-- Tarefa proposta 1 --
Diga se cada afirmação concorda com o texto sobre Moacy Cirne: (a) quem narra nasceu em 1971; (b) quem narra conheceu Ariel Dorfman pessoalmente; (c) a conversa com Cirne durou cerca de cinco horas. Responda sim ou não a cada uma e cite entre aspas as palavras do texto que decidem.
-- Tarefa proposta 2 --
Imprima o trecho do texto sobre Moacy Cirne entre "Todos fomos pegos" e "Alguns momentos.", inclusive.

-- Bloco de texto --
* * *

Todos fomos pegos de surpresa com o falecimento inesperado do sempre imortal, Moacy Cirne. Superados do choque, os amantes da nona arte começaram a tecer as primeiras e últimas impressões sobre o Mestre dos Quadrinhos brasileiros.Repassamos aqui os posts dos espaços virtuais que prestaram essa última homenagem a Cirne com bastante carinho e propriedade. A nossa singela homenagem sairá na próxima edição da SOQ - SÓ QUADRINHOS, aguardem! Confiram na sequencia os artigos do Impulso HQ e do Quadrinhos na Sargeta.(BP)
RIP Moacy Cirne
Por Alexandre Dassumpcao  - IHQ
Alguns momentos.
Nasci em 1971 e como todos os fãs de quadrinhos de minha geração só fui me aperfeiçoar na década seguinte. Dito isso, nomes como Moacy Cirne e Ariel Dorfman (Para ler o Pato Donald) só entraram na minha vida quando tive a chance de conhecer fãs mais velhos, que já os conheciam.
Nunca conheci o Dorfman, mas o Cirne cruzou minha vida em vários momentos e situações. Lembro de pelo menos três importantes.
Em 1990, eu já estava no Covil e muitos dos nossos membros queriam ser alunos do Ofeliano. Acabamos frequentando a casa dele e conhecendo pessoas do meio de então. A moda da época eram as entrevistas. Numa delas, um dos membros disse que iríamos entrevistar um gênio dos quadrinhos.
Ignorante que só, pensei que se tratava de um desenhista ou roteirista, mas encontrei um senhor de barba branca que havia escrito vários livros teóricos e filosóficos sobre como ler os quadrinhos, um deles, inclusive, havia saído no ano que nasci. Numa conversa de quase três horas, ele falou sobre seus projetos, sua visão dos quadrinhos e outros assuntos que me fizeram sair mais inteligente da conversa.

* * *

-- Conteúdo dos dados --
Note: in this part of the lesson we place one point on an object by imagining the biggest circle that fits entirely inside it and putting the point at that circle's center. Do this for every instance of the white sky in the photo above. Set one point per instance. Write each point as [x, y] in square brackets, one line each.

* * *

-- Solução completa 1 --
(a) Sim: "Nasci em 1971".
(b) Não: "Nunca conheci o Dorfman".
(c) Não: "Numa conversa de quase três horas".

-- Solução completa 2 --
Todos fomos pegos de surpresa com o falecimento inesperado do sempre imortal, Moacy Cirne. Superados do choque, os amantes da nona arte começaram a tecer as primeiras e últimas impressões sobre o Mestre dos Quadrinhos brasileiros.Repassamos aqui os posts dos espaços virtuais que prestaram essa última homenagem a Cirne com bastante carinho e propriedade. A nossa singela homenagem sairá na próxima edição da SOQ - SÓ QUADRINHOS, aguardem! Confiram na sequencia os artigos do Impulso HQ e do Quadrinhos na Sargeta.(BP)
RIP Moacy Cirne
Por Alexandre Dassumpcao  - IHQ
Alguns momentos.